QUOTED TEXT

** START **

Filters
The filter components that admit or reject discovered URLs.
Filters decide which discovered URLs are allowed into the frontier. A job lists filters under config.filters, each selected by kind. This page catalogs the available kinds and their parameters.
How filters are configured
Each entry in config.filters is an object with a kind and an optional params object. Filters are applied in order, and a URL must pass every filter to be admitted to the queue. Filters that take allow and deny lists share a common rule: a URL is admitted when it matches an allow entry and no deny entry, and default_allow decides the outcome for a URL that matches neither list.
config:
filters:
- kind: regex_patterns
params:
allow:
- https://example\.com/.+
- kind: budget
params:
by: host
limit: 1000regex_patterns and url_patterns
Both kinds admit or reject by matching the URL. regex_patterns matches the full URL string against regular expressions. url_patterns matches individual parts of the URL, each given as its own pattern, which is more readable when you only care about a host and path prefix.

** END **

PROVIDED MATERIAL
** START **

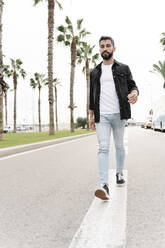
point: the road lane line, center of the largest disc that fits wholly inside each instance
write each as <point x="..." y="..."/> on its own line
<point x="104" y="225"/>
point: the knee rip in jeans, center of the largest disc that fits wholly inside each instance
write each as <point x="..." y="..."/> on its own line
<point x="103" y="148"/>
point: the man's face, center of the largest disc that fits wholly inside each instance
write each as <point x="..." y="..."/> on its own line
<point x="106" y="49"/>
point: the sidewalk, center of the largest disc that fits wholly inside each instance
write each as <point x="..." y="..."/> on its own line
<point x="22" y="148"/>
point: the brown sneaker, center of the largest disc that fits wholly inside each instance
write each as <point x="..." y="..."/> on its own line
<point x="103" y="192"/>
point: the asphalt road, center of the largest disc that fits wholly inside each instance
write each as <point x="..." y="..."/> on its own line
<point x="45" y="194"/>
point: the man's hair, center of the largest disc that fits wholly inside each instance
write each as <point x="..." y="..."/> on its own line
<point x="107" y="38"/>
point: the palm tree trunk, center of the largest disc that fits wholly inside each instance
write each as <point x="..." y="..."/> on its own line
<point x="87" y="80"/>
<point x="55" y="91"/>
<point x="1" y="74"/>
<point x="39" y="108"/>
<point x="72" y="75"/>
<point x="51" y="6"/>
<point x="15" y="99"/>
<point x="5" y="107"/>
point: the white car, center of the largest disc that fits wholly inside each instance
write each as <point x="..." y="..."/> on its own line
<point x="159" y="123"/>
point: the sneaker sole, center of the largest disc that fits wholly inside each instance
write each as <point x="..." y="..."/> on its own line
<point x="101" y="194"/>
<point x="120" y="184"/>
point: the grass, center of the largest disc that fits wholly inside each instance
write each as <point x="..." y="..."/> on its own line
<point x="15" y="139"/>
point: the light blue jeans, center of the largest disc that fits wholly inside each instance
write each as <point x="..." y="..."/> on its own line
<point x="107" y="123"/>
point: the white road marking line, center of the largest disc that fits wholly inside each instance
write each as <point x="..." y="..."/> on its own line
<point x="126" y="140"/>
<point x="105" y="222"/>
<point x="42" y="148"/>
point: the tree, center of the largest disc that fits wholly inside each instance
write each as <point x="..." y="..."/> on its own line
<point x="163" y="41"/>
<point x="84" y="54"/>
<point x="15" y="70"/>
<point x="56" y="81"/>
<point x="5" y="96"/>
<point x="69" y="38"/>
<point x="1" y="74"/>
<point x="38" y="81"/>
<point x="81" y="122"/>
<point x="51" y="7"/>
<point x="160" y="69"/>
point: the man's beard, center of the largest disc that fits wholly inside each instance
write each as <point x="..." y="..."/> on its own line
<point x="106" y="56"/>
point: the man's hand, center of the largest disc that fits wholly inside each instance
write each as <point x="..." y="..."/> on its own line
<point x="133" y="96"/>
<point x="92" y="124"/>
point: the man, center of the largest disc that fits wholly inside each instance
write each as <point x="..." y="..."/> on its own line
<point x="112" y="89"/>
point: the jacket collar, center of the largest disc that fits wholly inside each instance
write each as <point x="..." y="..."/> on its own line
<point x="98" y="67"/>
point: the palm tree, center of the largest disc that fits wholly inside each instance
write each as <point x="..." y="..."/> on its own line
<point x="5" y="96"/>
<point x="1" y="73"/>
<point x="38" y="81"/>
<point x="160" y="69"/>
<point x="163" y="41"/>
<point x="85" y="54"/>
<point x="56" y="81"/>
<point x="15" y="71"/>
<point x="51" y="7"/>
<point x="69" y="38"/>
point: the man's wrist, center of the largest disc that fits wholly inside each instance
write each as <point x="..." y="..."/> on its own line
<point x="135" y="91"/>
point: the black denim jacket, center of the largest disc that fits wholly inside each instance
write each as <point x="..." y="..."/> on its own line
<point x="124" y="84"/>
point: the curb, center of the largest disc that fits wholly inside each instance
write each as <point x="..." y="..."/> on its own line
<point x="28" y="147"/>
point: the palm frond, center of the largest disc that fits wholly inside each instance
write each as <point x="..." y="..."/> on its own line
<point x="67" y="43"/>
<point x="61" y="28"/>
<point x="60" y="38"/>
<point x="37" y="1"/>
<point x="59" y="5"/>
<point x="68" y="21"/>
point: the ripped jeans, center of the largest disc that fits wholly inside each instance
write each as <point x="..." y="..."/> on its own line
<point x="107" y="123"/>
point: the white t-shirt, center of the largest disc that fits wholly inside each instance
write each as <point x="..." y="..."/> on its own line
<point x="109" y="102"/>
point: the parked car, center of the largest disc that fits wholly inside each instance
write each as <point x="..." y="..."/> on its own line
<point x="7" y="129"/>
<point x="19" y="128"/>
<point x="148" y="124"/>
<point x="159" y="123"/>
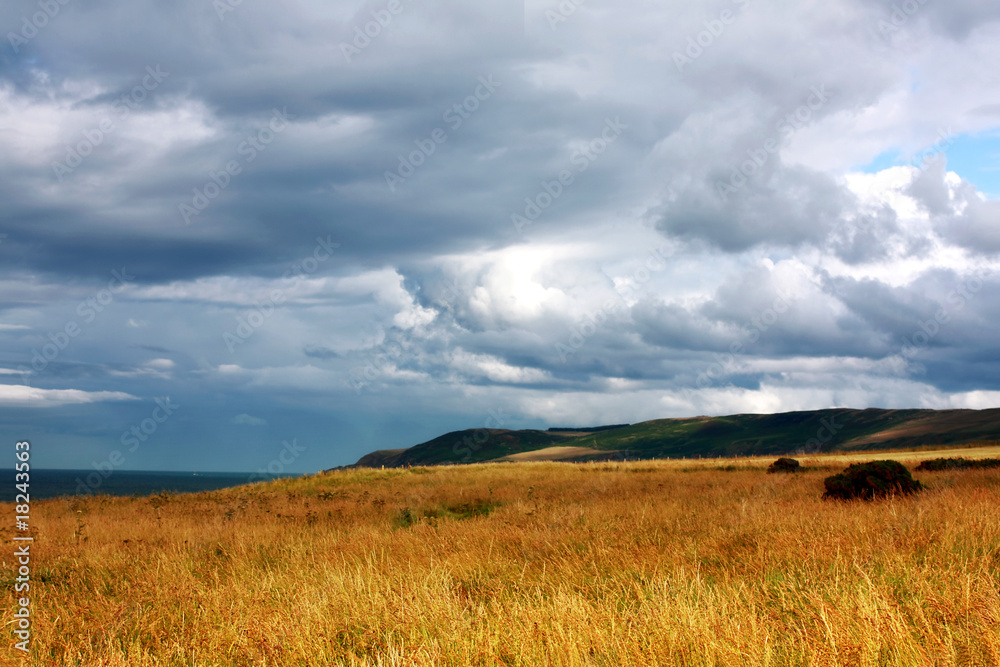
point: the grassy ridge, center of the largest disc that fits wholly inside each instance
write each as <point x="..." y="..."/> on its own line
<point x="735" y="435"/>
<point x="639" y="563"/>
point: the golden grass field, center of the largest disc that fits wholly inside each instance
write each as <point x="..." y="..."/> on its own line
<point x="640" y="563"/>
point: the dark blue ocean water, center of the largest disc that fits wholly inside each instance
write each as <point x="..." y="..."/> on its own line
<point x="55" y="483"/>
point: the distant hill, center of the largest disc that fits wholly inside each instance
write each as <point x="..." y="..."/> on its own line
<point x="812" y="431"/>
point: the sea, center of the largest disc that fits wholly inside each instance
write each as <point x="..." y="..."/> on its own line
<point x="55" y="483"/>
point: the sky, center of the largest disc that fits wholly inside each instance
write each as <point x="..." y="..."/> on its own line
<point x="240" y="236"/>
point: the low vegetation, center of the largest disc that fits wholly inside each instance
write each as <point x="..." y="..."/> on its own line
<point x="868" y="481"/>
<point x="691" y="563"/>
<point x="959" y="463"/>
<point x="784" y="465"/>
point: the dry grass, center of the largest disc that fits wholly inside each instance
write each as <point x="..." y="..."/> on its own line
<point x="646" y="563"/>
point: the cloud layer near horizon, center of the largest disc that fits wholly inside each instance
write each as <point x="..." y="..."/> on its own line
<point x="570" y="214"/>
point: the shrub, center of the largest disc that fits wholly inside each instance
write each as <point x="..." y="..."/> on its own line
<point x="936" y="465"/>
<point x="784" y="465"/>
<point x="867" y="481"/>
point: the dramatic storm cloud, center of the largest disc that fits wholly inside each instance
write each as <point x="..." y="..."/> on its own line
<point x="227" y="226"/>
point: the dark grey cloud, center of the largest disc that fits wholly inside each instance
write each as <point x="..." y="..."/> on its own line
<point x="433" y="296"/>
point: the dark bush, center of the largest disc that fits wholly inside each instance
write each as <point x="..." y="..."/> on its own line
<point x="784" y="465"/>
<point x="877" y="479"/>
<point x="936" y="465"/>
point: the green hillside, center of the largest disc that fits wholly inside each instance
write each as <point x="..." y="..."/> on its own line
<point x="734" y="435"/>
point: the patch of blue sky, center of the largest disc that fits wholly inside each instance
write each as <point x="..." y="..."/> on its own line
<point x="974" y="157"/>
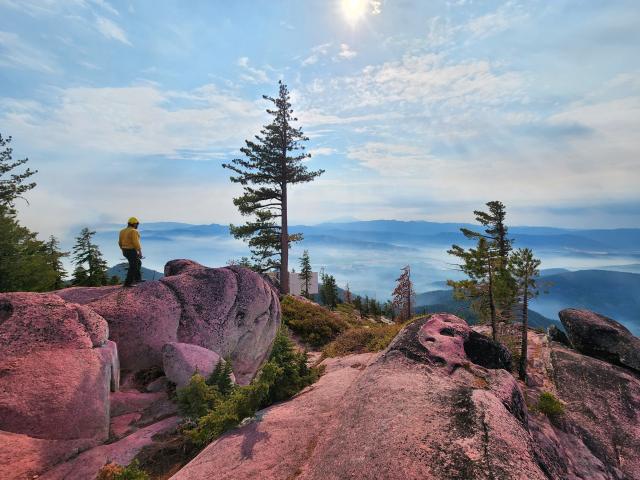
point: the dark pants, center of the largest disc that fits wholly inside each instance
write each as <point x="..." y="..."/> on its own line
<point x="133" y="274"/>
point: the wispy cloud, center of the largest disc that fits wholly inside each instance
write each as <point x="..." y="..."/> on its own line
<point x="251" y="74"/>
<point x="137" y="120"/>
<point x="346" y="52"/>
<point x="15" y="52"/>
<point x="111" y="30"/>
<point x="316" y="53"/>
<point x="322" y="151"/>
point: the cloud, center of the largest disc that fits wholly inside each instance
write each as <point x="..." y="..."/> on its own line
<point x="37" y="8"/>
<point x="111" y="30"/>
<point x="321" y="151"/>
<point x="17" y="53"/>
<point x="137" y="120"/>
<point x="105" y="6"/>
<point x="316" y="53"/>
<point x="505" y="17"/>
<point x="42" y="7"/>
<point x="251" y="74"/>
<point x="398" y="160"/>
<point x="346" y="52"/>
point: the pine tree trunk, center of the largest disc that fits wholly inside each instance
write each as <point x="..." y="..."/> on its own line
<point x="525" y="322"/>
<point x="492" y="306"/>
<point x="284" y="245"/>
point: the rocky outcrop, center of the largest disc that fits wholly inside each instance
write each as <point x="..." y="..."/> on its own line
<point x="557" y="335"/>
<point x="231" y="311"/>
<point x="56" y="368"/>
<point x="598" y="434"/>
<point x="422" y="409"/>
<point x="181" y="360"/>
<point x="602" y="410"/>
<point x="601" y="337"/>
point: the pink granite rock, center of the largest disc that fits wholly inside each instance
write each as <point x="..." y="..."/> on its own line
<point x="87" y="465"/>
<point x="56" y="368"/>
<point x="141" y="320"/>
<point x="24" y="458"/>
<point x="181" y="360"/>
<point x="84" y="295"/>
<point x="401" y="415"/>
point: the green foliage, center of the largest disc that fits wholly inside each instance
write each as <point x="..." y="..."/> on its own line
<point x="314" y="324"/>
<point x="221" y="378"/>
<point x="403" y="294"/>
<point x="306" y="273"/>
<point x="91" y="268"/>
<point x="197" y="398"/>
<point x="54" y="256"/>
<point x="12" y="185"/>
<point x="523" y="268"/>
<point x="329" y="291"/>
<point x="25" y="262"/>
<point x="284" y="374"/>
<point x="293" y="374"/>
<point x="490" y="288"/>
<point x="274" y="159"/>
<point x="549" y="405"/>
<point x="361" y="340"/>
<point x="113" y="471"/>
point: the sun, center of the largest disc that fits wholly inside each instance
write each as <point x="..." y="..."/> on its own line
<point x="354" y="10"/>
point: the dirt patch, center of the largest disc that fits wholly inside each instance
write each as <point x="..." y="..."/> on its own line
<point x="167" y="455"/>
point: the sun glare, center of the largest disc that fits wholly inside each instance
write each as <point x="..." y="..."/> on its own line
<point x="354" y="10"/>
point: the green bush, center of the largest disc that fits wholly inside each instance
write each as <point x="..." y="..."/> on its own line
<point x="284" y="374"/>
<point x="221" y="378"/>
<point x="315" y="325"/>
<point x="549" y="405"/>
<point x="361" y="340"/>
<point x="197" y="398"/>
<point x="113" y="471"/>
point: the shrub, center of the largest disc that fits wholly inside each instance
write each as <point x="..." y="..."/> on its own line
<point x="549" y="405"/>
<point x="113" y="471"/>
<point x="221" y="378"/>
<point x="315" y="325"/>
<point x="362" y="339"/>
<point x="284" y="374"/>
<point x="197" y="398"/>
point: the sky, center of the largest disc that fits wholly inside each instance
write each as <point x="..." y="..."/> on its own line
<point x="417" y="110"/>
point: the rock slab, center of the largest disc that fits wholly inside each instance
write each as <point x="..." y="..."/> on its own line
<point x="56" y="368"/>
<point x="232" y="311"/>
<point x="420" y="410"/>
<point x="601" y="337"/>
<point x="181" y="360"/>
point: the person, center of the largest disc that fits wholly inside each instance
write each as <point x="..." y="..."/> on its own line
<point x="129" y="242"/>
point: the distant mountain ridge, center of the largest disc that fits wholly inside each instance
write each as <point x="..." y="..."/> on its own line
<point x="369" y="254"/>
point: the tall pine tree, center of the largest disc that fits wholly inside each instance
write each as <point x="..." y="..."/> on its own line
<point x="500" y="246"/>
<point x="403" y="294"/>
<point x="479" y="266"/>
<point x="306" y="274"/>
<point x="329" y="291"/>
<point x="54" y="256"/>
<point x="273" y="162"/>
<point x="91" y="268"/>
<point x="12" y="184"/>
<point x="524" y="268"/>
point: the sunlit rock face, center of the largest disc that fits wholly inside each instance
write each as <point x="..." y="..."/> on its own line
<point x="422" y="409"/>
<point x="231" y="311"/>
<point x="56" y="368"/>
<point x="601" y="337"/>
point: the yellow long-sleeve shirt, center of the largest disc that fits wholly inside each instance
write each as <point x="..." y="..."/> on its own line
<point x="129" y="239"/>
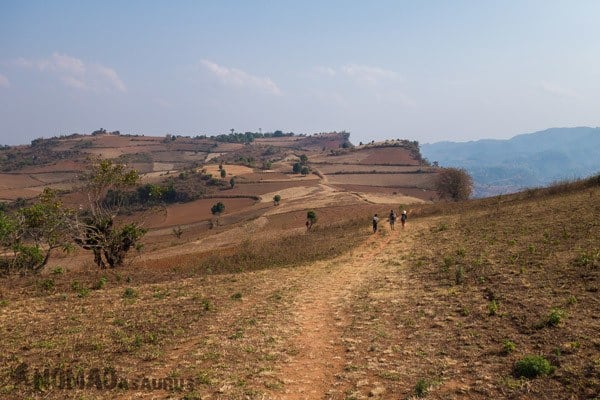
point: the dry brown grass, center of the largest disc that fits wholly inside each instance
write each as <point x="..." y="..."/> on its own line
<point x="472" y="276"/>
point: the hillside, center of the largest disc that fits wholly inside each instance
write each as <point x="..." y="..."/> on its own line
<point x="444" y="308"/>
<point x="529" y="160"/>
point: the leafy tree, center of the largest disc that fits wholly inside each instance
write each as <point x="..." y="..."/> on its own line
<point x="32" y="233"/>
<point x="311" y="219"/>
<point x="454" y="183"/>
<point x="217" y="208"/>
<point x="97" y="227"/>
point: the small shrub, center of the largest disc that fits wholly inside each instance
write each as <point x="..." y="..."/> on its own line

** END **

PROBLEMS TO SOLVE
1. Extract the passage of the filters page that begins at the words "How filters are" and stops after "and path prefix.".
2. Find every line of the records that contains the string "trunk", and copy each of those lines.

REPLIES
1.
How filters are configured
Each entry in config.filters is an object with a kind and an optional params object. Filters are applied in order, and a URL must pass every filter to be admitted to the queue. Filters that take allow and deny lists share a common rule: a URL is admitted when it matches an allow entry and no deny entry, and default_allow decides the outcome for a URL that matches neither list.
config:
filters:
- kind: regex_patterns
params:
allow:
- https://example\.com/.+
- kind: budget
params:
by: host
limit: 1000regex_patterns and url_patterns
Both kinds admit or reject by matching the URL. regex_patterns matches the full URL string against regular expressions. url_patterns matches individual parts of the URL, each given as its own pattern, which is more readable when you only care about a host and path prefix.

2.
point: the palm tree trunk, center of the largest disc that fits wholly inside each instance
point: the pine tree trunk, center of the largest disc that fits wholly inside each instance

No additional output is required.